Written exercise ->
Please pull every line of the material below word for word, leaving out any pictures.
— start of Exercise materials —
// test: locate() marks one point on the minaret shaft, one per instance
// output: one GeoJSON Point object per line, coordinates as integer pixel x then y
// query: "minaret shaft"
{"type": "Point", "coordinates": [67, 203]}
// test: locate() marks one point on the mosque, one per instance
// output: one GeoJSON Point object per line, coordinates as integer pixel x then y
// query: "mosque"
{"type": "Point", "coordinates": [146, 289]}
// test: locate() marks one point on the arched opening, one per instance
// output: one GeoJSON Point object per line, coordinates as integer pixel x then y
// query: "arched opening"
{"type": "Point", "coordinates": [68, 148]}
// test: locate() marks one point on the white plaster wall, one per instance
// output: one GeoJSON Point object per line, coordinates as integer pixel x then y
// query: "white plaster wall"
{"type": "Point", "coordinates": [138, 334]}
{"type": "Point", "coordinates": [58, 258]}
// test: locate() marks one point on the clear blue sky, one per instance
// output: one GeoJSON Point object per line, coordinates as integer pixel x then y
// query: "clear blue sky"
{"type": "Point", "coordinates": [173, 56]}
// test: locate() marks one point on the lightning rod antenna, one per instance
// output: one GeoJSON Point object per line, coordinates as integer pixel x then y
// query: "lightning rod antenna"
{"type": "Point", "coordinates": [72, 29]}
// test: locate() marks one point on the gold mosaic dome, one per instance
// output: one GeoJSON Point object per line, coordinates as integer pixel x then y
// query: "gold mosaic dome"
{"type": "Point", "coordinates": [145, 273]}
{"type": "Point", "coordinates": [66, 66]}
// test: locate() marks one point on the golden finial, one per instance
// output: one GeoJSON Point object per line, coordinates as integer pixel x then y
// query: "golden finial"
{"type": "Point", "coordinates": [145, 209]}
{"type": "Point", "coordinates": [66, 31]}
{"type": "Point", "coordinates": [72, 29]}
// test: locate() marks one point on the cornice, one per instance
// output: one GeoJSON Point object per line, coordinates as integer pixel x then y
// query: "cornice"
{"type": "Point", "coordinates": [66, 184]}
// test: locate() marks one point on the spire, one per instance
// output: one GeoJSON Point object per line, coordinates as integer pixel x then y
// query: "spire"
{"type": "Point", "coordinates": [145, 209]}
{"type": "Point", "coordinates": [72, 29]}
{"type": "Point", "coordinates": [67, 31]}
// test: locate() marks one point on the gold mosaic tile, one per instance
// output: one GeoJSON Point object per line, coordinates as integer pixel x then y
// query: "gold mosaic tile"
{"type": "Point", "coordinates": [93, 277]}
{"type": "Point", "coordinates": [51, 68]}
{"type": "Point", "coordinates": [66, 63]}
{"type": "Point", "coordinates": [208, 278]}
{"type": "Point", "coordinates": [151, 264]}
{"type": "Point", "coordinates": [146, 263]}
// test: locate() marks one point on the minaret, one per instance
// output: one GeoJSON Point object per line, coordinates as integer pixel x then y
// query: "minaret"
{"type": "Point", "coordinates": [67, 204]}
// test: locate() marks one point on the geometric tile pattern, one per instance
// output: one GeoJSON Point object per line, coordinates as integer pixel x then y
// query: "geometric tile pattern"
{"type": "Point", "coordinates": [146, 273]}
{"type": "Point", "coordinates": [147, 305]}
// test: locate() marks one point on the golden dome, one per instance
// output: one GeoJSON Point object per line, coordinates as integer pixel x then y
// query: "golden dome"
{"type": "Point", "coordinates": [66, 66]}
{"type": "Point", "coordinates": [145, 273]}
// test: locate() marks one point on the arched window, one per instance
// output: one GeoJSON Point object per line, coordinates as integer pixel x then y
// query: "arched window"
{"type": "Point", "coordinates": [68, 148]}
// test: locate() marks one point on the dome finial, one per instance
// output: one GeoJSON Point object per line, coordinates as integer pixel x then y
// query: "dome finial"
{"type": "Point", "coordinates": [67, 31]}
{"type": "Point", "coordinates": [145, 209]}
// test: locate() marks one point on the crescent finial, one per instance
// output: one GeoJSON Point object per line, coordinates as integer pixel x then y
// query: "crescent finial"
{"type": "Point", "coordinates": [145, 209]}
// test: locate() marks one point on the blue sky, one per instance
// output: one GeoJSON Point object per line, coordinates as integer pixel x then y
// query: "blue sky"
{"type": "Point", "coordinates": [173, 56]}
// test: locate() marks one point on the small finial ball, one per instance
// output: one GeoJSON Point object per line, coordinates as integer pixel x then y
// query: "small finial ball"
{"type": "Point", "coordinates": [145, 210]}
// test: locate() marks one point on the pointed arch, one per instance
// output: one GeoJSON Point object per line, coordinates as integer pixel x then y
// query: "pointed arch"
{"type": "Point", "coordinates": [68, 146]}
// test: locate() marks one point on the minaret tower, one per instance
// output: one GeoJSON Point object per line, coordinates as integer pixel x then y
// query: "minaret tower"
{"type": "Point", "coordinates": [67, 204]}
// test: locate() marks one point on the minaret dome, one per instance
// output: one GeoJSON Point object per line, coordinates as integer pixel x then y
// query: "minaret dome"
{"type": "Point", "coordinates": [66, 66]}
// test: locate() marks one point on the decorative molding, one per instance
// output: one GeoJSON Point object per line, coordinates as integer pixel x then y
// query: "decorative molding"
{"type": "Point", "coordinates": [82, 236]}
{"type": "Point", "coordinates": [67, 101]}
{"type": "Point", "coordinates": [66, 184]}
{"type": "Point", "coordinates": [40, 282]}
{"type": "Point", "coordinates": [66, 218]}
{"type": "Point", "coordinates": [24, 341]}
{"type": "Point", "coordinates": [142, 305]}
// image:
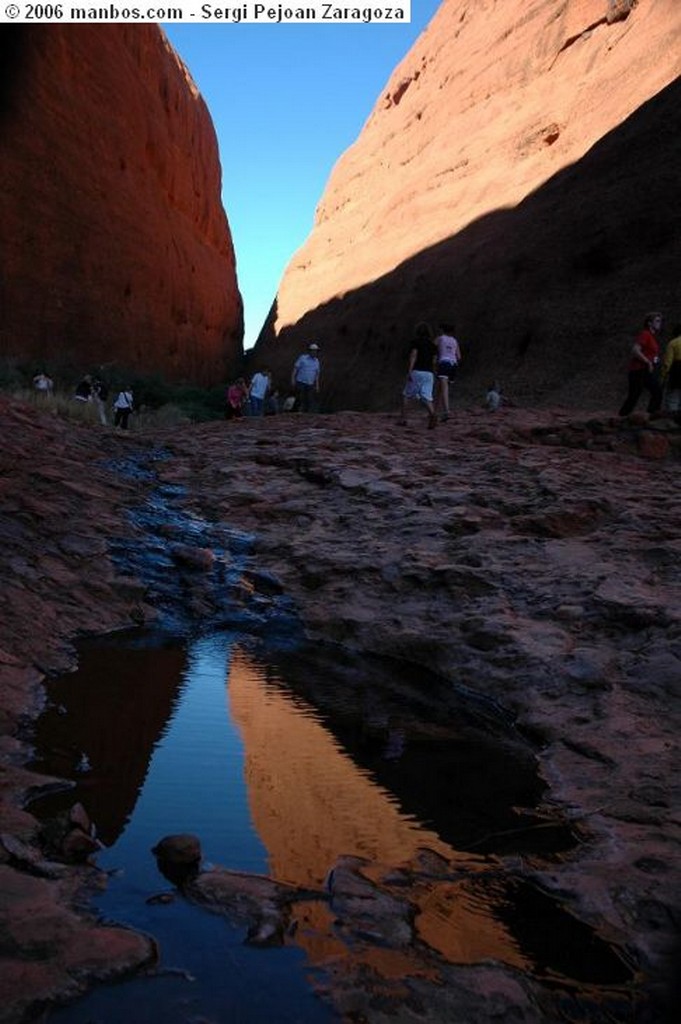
— end of Exercise materials —
Completed exercise ->
// test: locate() marks one point on the minaret shaft, one per instance
// output: one GeoJSON Point object per line, coordinates as integer pixel x then y
// query: "minaret shaft"
{"type": "Point", "coordinates": [67, 203]}
// test: locate() marks one point on the mosque, one per instance
// output: one GeoJSON Point object per line, coordinates as integer pixel x then y
// query: "mosque"
{"type": "Point", "coordinates": [146, 289]}
// test: locate() marks one point on the arched opening, one per instance
// output: one GeoJSON Point object per line, coordinates as integer pixel x then y
// query: "arched opening"
{"type": "Point", "coordinates": [68, 148]}
// test: locate() marks one point on the white plaster wall, one per instance
// output: one GeoJSON Point object per line, coordinates as integer pixel x then y
// query: "white plaster wall"
{"type": "Point", "coordinates": [138, 334]}
{"type": "Point", "coordinates": [58, 258]}
// test: locate() marks one point on the clear blue sky, one per instance
// output: one GeoJSON Point object per line, coordinates as integer pixel x then y
// query: "clear blue sky"
{"type": "Point", "coordinates": [173, 56]}
// test: locate() marks one point on the lightning rod antenna, one per instance
// output: one GeoJSON Point object per line, coordinates as integer pixel x then y
// query: "lightning rod antenna"
{"type": "Point", "coordinates": [72, 29]}
// test: locate() marks one point on the gold mosaic dome, one per instance
// output: one GeoJSON Point object per line, coordinates as integer pixel x then y
// query: "gold mosaic dome"
{"type": "Point", "coordinates": [145, 273]}
{"type": "Point", "coordinates": [66, 66]}
// test: locate() marks one point on the golden finial, one per instance
// output: one GeoJSON Point object per line, coordinates as integer pixel x then y
// query: "golden finial"
{"type": "Point", "coordinates": [145, 209]}
{"type": "Point", "coordinates": [66, 31]}
{"type": "Point", "coordinates": [72, 29]}
// test: locate() marks one point on the cornice, one per instance
// output: one GeoJSON Point object per line, coordinates as integer pixel x then y
// query: "cornice"
{"type": "Point", "coordinates": [66, 184]}
// test: locate() marks one point on the spire, one per instance
// output: one GeoJSON Point object per line, coordinates as integer pixel x then y
// query: "spire"
{"type": "Point", "coordinates": [145, 209]}
{"type": "Point", "coordinates": [72, 29]}
{"type": "Point", "coordinates": [67, 31]}
// test: locate() marks one point on the gold mosaic tile, one per instance
// output: one GeoJSON Point object per line, coordinates as integer pixel x then y
// query: "gold mosaic tile"
{"type": "Point", "coordinates": [93, 277]}
{"type": "Point", "coordinates": [51, 68]}
{"type": "Point", "coordinates": [66, 63]}
{"type": "Point", "coordinates": [208, 278]}
{"type": "Point", "coordinates": [151, 264]}
{"type": "Point", "coordinates": [146, 263]}
// test: locate() marks one point on the minaret, one per instance
// output: one GeoJSON Point object per line, coordinates as integer pixel x then y
// query: "minaret"
{"type": "Point", "coordinates": [67, 204]}
// test: locate() marks one point on the geometric tile pattern, one per instance
// output: one GeoJSON Point object per line, coordinates as integer pixel x then y
// query: "geometric tile pattern"
{"type": "Point", "coordinates": [146, 273]}
{"type": "Point", "coordinates": [147, 305]}
// test: locate() marks one point on the golden dome, one per instance
// output: one GeoJSON Point object per line, coordinates as integer pixel x then y
// query: "golden dome"
{"type": "Point", "coordinates": [66, 66]}
{"type": "Point", "coordinates": [145, 273]}
// test: locate() marks one point on the arched window, one per instance
// output: one GeoJSON Point object per line, coordinates as integer pixel x then y
// query: "arched window"
{"type": "Point", "coordinates": [68, 148]}
// test: locate() marks one point on the dome finial, one per instance
// output: one GeoJSON Point object per line, coordinates as integer pixel x then y
// query: "dome finial"
{"type": "Point", "coordinates": [67, 31]}
{"type": "Point", "coordinates": [145, 209]}
// test: locate() marks one point on the crescent finial, one per instance
// output: one GeoJSON Point object per line, coordinates as integer pixel x then y
// query: "crescent finial"
{"type": "Point", "coordinates": [145, 209]}
// test: locate() marks one point on the blue sky, one per instance
// output: one GeoJSON Point object per line, coordinates as integer pixel x then y
// query: "blue sky"
{"type": "Point", "coordinates": [173, 56]}
// test: locate() marks one point on the small finial ball, one per instance
// output: one GeoJSON Point object per line, coordinates as integer pixel x then y
// query: "small finial ball"
{"type": "Point", "coordinates": [145, 210]}
// test: locate() marks one point on the pointed arch, one per instance
// output: one GeoJSON Point object per line, coordinates as integer pixel x then y
// query: "pointed arch"
{"type": "Point", "coordinates": [68, 146]}
// test: locate() marks one point on the minaret tower, one per instance
// output: one GeoJSON Point object per line, coordinates as integer pixel x then y
// query: "minaret tower"
{"type": "Point", "coordinates": [67, 204]}
// test: locate() marks one point on the minaret dome, one per instance
// output: one GeoJSON Point object per line, coordinates as integer pixel x then y
// query: "minaret dome"
{"type": "Point", "coordinates": [66, 66]}
// test: locate() marks one point on the decorative molding, one per instance
// output: one GeoJSON Point object per line, coordinates as integer pixel x then y
// query: "decorative molding"
{"type": "Point", "coordinates": [82, 236]}
{"type": "Point", "coordinates": [67, 101]}
{"type": "Point", "coordinates": [66, 184]}
{"type": "Point", "coordinates": [40, 282]}
{"type": "Point", "coordinates": [66, 218]}
{"type": "Point", "coordinates": [24, 341]}
{"type": "Point", "coordinates": [142, 305]}
// image:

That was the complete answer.